Records from a point labeling set:
-=-=-=-=-

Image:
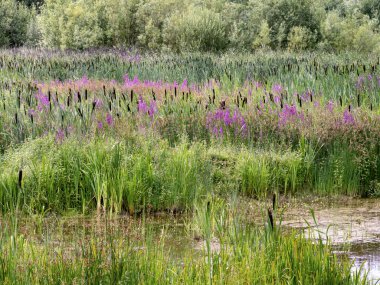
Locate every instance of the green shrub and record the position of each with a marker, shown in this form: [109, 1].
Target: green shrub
[13, 24]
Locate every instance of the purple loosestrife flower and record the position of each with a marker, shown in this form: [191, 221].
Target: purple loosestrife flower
[60, 136]
[152, 109]
[42, 98]
[109, 119]
[360, 82]
[98, 103]
[348, 118]
[288, 114]
[330, 106]
[227, 118]
[142, 107]
[277, 88]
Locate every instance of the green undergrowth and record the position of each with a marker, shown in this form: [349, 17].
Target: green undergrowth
[228, 252]
[137, 174]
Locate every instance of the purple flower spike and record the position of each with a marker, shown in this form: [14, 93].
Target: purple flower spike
[109, 119]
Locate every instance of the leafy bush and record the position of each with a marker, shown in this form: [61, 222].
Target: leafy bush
[197, 29]
[14, 20]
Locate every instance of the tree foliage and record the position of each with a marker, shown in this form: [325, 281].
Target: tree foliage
[193, 25]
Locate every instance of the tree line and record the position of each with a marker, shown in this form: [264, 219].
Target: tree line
[193, 25]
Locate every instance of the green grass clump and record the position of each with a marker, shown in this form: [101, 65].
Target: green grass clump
[230, 252]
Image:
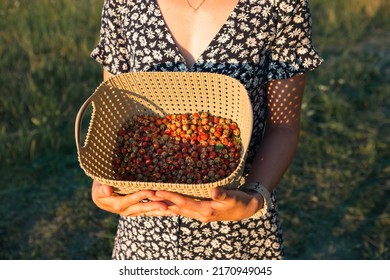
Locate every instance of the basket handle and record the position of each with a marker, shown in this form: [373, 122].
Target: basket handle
[79, 118]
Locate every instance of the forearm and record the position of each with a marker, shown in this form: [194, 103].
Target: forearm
[275, 155]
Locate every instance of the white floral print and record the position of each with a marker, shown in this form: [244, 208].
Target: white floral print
[262, 40]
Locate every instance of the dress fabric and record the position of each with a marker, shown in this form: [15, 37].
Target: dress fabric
[261, 40]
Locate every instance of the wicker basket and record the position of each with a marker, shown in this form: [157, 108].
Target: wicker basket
[124, 95]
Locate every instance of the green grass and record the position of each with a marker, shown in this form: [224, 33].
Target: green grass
[334, 200]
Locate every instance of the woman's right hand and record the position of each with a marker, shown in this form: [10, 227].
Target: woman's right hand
[128, 205]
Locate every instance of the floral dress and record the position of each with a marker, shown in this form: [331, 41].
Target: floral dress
[262, 40]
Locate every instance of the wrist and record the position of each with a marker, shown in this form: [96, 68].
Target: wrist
[262, 194]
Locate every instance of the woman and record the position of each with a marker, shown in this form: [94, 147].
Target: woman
[266, 44]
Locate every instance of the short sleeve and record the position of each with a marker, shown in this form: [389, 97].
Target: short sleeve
[111, 49]
[292, 51]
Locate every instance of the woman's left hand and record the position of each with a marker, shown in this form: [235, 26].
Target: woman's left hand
[226, 205]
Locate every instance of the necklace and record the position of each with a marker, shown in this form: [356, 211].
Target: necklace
[195, 8]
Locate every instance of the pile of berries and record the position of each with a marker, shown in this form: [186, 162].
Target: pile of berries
[191, 148]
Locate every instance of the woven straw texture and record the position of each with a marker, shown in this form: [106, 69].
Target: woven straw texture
[137, 93]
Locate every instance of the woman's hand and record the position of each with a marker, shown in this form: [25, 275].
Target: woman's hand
[226, 205]
[128, 205]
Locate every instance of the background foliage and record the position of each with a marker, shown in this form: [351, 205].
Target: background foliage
[334, 200]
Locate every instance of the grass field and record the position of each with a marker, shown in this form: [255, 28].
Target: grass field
[334, 200]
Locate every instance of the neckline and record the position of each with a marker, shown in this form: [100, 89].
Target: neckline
[209, 45]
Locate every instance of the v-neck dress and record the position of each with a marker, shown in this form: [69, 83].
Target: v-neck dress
[261, 40]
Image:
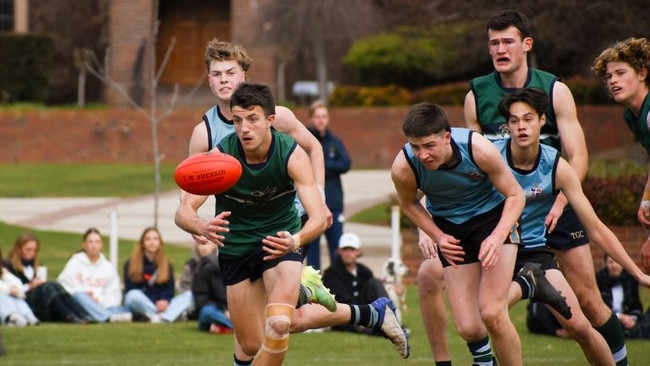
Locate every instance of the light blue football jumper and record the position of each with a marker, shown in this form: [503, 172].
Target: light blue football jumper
[459, 192]
[538, 184]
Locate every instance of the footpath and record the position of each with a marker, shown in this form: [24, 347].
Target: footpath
[362, 189]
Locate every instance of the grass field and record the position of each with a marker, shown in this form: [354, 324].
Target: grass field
[181, 343]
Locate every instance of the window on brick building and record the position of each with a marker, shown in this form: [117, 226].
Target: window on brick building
[6, 15]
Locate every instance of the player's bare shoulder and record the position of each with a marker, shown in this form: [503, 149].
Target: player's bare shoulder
[285, 120]
[199, 139]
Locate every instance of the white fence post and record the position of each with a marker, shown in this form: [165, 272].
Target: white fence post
[114, 240]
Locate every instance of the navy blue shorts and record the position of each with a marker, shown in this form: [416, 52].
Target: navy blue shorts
[569, 232]
[251, 266]
[543, 256]
[472, 232]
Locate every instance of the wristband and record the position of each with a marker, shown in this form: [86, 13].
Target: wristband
[321, 190]
[293, 242]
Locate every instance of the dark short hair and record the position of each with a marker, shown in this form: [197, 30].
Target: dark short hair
[506, 18]
[534, 97]
[249, 95]
[425, 119]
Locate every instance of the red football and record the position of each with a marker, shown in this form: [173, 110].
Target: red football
[208, 173]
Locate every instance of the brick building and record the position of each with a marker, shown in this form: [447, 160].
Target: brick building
[191, 23]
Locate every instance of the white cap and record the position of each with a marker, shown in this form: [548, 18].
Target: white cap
[349, 240]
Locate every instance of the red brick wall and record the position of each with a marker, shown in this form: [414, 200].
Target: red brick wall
[372, 135]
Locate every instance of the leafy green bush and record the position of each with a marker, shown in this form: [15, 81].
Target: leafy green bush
[446, 94]
[411, 57]
[25, 68]
[588, 90]
[615, 198]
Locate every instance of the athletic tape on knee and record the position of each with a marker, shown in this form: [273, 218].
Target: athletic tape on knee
[275, 342]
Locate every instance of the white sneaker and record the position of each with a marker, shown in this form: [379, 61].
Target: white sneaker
[121, 318]
[16, 320]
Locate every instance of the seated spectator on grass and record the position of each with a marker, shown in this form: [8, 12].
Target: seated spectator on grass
[48, 299]
[93, 281]
[620, 291]
[185, 283]
[14, 310]
[149, 281]
[352, 282]
[209, 292]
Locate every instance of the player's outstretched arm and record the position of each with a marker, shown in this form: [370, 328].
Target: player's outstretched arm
[287, 123]
[469, 112]
[188, 219]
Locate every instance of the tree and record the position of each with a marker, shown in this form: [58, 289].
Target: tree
[154, 114]
[323, 28]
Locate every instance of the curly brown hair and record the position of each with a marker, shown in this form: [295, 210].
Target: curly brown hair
[217, 50]
[633, 51]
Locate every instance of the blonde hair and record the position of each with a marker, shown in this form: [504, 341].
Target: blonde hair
[633, 51]
[314, 106]
[217, 50]
[15, 255]
[136, 260]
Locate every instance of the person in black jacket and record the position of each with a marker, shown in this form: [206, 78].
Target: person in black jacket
[48, 300]
[620, 291]
[352, 282]
[337, 162]
[209, 292]
[149, 283]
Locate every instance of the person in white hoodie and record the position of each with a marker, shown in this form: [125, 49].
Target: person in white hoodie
[14, 310]
[93, 281]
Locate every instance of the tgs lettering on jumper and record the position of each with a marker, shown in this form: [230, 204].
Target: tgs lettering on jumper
[578, 234]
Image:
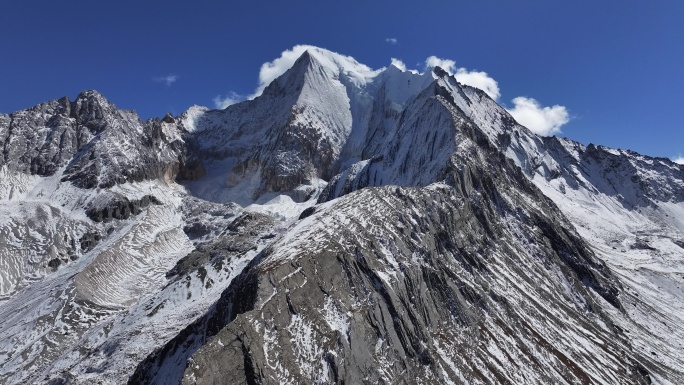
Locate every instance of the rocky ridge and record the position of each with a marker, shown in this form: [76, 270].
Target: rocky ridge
[439, 242]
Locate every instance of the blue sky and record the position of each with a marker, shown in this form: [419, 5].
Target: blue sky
[616, 67]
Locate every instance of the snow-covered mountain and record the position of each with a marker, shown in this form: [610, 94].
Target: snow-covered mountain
[348, 225]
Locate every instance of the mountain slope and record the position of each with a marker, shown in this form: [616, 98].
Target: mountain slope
[347, 225]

-=-=-=-=-

- [Your task]
Transcribe the listing in full and omit the pictures.

- [Result for this exercise]
Image:
Locate every instance of the green shrub and record the position of each with a marker, shown in this form: [109, 1].
Target: green shrub
[13, 24]
Locate every instance of the purple loosestrife flower and record the position of each with a marker, shown in this form: [191, 221].
Target: purple loosestrife flower
[60, 136]
[152, 109]
[42, 98]
[109, 119]
[360, 82]
[98, 103]
[348, 118]
[288, 114]
[330, 106]
[227, 118]
[142, 107]
[277, 88]
Locate every instance of the green undergrowth and record the position of each with a marker, shown in this form: [349, 17].
Target: green undergrowth
[228, 252]
[137, 174]
Locate every instance of the purple flower spike and record the position of each with a marker, shown in this form: [14, 93].
Target: purple flower spike
[109, 119]
Locate every instance of the leafy bush and record the position of each with a marker, shown in this form: [61, 222].
Target: leafy bush
[197, 29]
[14, 20]
Locate every instance of the tree foliage and record the position of each with a marker, shown in this form: [325, 281].
Target: tree foliage
[193, 25]
Locate every instance of the tree line and record the position of each with a marker, shown in this form: [264, 219].
Target: tree line
[193, 25]
Locate every instance of the green grass clump and record the position of each with a marker, shown in this form: [101, 65].
Target: green grass clump
[230, 252]
Image:
Locate every instance of the basket handle and record the position of each with a marker, shown in this form: [373, 122].
Target: basket handle
[79, 118]
Locate every instance of the forearm and record the position of each with a marker, shown in this form: [194, 103].
Target: forearm
[275, 155]
Locate every instance of the white floral print and record the position of each with a marker, shown in this form: [244, 208].
Target: white floral print
[262, 40]
Locate every instance of the dress fabric and record the position of each with a marker, shown in this form: [15, 37].
Target: dress fabric
[261, 40]
Locate every instance of the wicker basket and record the position of each with a marker, shown in this form: [157, 108].
Target: wicker basket
[124, 95]
Locate every instance of the green grass and record the position of each with a marker, shown in this form: [224, 33].
Target: green grass
[334, 200]
Locate every instance of the woman's right hand and record the position of each with a marker, shown in this form: [10, 227].
Target: woman's right hand
[128, 205]
Locate every instance of the floral dress and record the position of each with a marker, shown in this form: [331, 41].
Target: floral dress
[262, 40]
Locate every instance of the wrist and record the position of each with a marker, shown in this form: [96, 68].
Target: wrist
[262, 194]
Locate every instance of the woman and record the position of each with a marker, shown in this form: [94, 147].
Target: woman
[266, 44]
Locate every instance of the short sleeve and record the position of each with a marker, shown in this form: [389, 97].
Target: short sleeve
[111, 49]
[292, 51]
Locate every instance of the woman's left hand and record the position of each with a marker, shown in this form: [235, 26].
Target: woman's left hand
[226, 205]
Locate every instance of the necklace and record the position of each with a marker, shown in this form: [356, 211].
Target: necklace
[195, 8]
Locate every instance of the pile of berries and record the position of each with a marker, shown in this form: [186, 162].
Target: pile of berries
[191, 148]
Locate every instance of the woven straw texture and record the position of each with a marker, shown in this form: [106, 69].
Target: woven straw texture
[137, 93]
Locate every instance of the woman's hand and record the position of each with a marker, shown in this form: [25, 275].
Target: woman's hand
[226, 205]
[128, 205]
Locate every instance of the background foliage and record the position of each with a marker, shown in this form: [351, 205].
Target: background foliage
[334, 200]
Locate every instance of the grass field and record the position of each with a marker, shown in this form: [255, 28].
Target: grass field
[334, 200]
Locate every instance of the neckline and record the position of each with a marker, shown in this form: [100, 89].
Target: neckline
[209, 45]
Locate every instance of the v-neck dress and record the position of each with a marker, shown in this form: [69, 83].
Target: v-neck dress
[261, 40]
Image:
Locate every instance of the light blue football jumper and record the position of each with a marker, shown in this form: [503, 172].
Target: light blue football jumper
[459, 192]
[538, 184]
Locate every instance of the footpath and record the position of each with a marker, shown in this form: [24, 347].
Target: footpath
[362, 189]
Locate every instance of the grass field and record the position of each with a marker, shown in this form: [354, 324].
Target: grass field
[181, 343]
Locate every instance of the window on brick building and record the position of each with a marker, shown in this form: [117, 226].
Target: window on brick building
[6, 15]
Locate every instance of the player's bare shoulder and record the position of each with a marker, shown in this form: [503, 149].
Target: player's bare shoulder
[285, 120]
[199, 139]
Locate every instance of the white fence post and record the position of each with a marker, shown in this form: [165, 272].
Target: white fence post
[114, 240]
Locate every instance of the navy blue shorts and record the position of each with a marker, shown in this form: [416, 52].
Target: navy blue shorts
[569, 232]
[251, 266]
[543, 256]
[472, 232]
Locate every instance of the wristband and record the position of each with a marker, shown in this form: [86, 13].
Target: wristband
[321, 190]
[293, 242]
Locate every instance of the dark short hair and record the position of each with a marker, shown in this form: [197, 30].
Target: dark short hair
[506, 18]
[534, 97]
[249, 95]
[425, 119]
Locate every instance of the red football and record the position of each with a marker, shown in this form: [173, 110].
Target: red football
[208, 173]
Locate every instance of the brick building and record the position of each with a marker, shown in this form: [447, 160].
Target: brick building
[191, 23]
Locate every instance of the white cap and record the position of each with a marker, shown in this form: [548, 18].
Target: white cap
[349, 240]
Locate every instance of the red brick wall and record the position of each with a marker, shown in this form: [414, 200].
Target: red brick wall
[372, 135]
Locate every instance of the leafy green bush and record the position of each with a marker, shown in this form: [15, 81].
Target: leafy green bush
[446, 94]
[411, 57]
[25, 68]
[588, 90]
[615, 198]
Locate every instance of the athletic tape on knee and record the position of each with a marker, shown in this form: [273, 218].
Target: athletic tape on knee
[275, 342]
Locate every instance of the white sneaker and record the position of each with a marker, shown in this form: [379, 61].
Target: white sneaker
[121, 318]
[16, 320]
Locate every instance of the seated spectator on grass and record the position of each with a marker, shown in this form: [8, 12].
Target: seated spectator on grass
[48, 299]
[93, 281]
[620, 291]
[185, 283]
[14, 310]
[149, 281]
[352, 282]
[209, 292]
Locate every instance of the player's outstretched arm and record the position of each with a marker, shown in this form: [370, 328].
Target: player's outstretched arm
[287, 123]
[469, 112]
[188, 219]
Locate every instance of the tree and record the position of each with a marker, shown in this form: [58, 289].
Target: tree
[154, 114]
[323, 28]
Locate every instance of the curly brown hair and record the position of each with a marker, shown in this form: [295, 210].
Target: curly brown hair
[217, 50]
[633, 51]
Locate every instance of the blonde hair and record the position of each with a marker, shown in this form: [504, 341].
Target: blonde hair
[633, 51]
[314, 106]
[217, 50]
[15, 255]
[136, 260]
Locate every instance of the person in black jacket and record the position of each with a marker, shown in this form: [206, 78].
Target: person in black jacket
[48, 300]
[620, 291]
[352, 282]
[337, 162]
[209, 292]
[149, 283]
Locate every instance of the person in white hoodie and record the position of each with a marker, shown in this form: [125, 49].
Target: person in white hoodie
[14, 310]
[93, 281]
Locate every instance of the tgs lettering on jumper and record the position of each with a marker, shown in this form: [230, 204].
Target: tgs lettering on jumper
[578, 234]
Image:
Locate every instance of the rocky ridge and record the position of each with a marker, shown in this form: [76, 270].
Target: rocky ridge
[439, 242]
Locate every instance of the blue sky and record the position of each with a marker, shown in this form: [419, 5].
Target: blue sky
[616, 67]
Locate every instance of the snow-covered mountain and record the position of each with a marker, shown in this form: [610, 94].
Target: snow-covered mountain
[348, 225]
Locate every instance of the mountain slope and record the position of each with a marker, shown in this form: [616, 98].
Target: mountain slope
[347, 225]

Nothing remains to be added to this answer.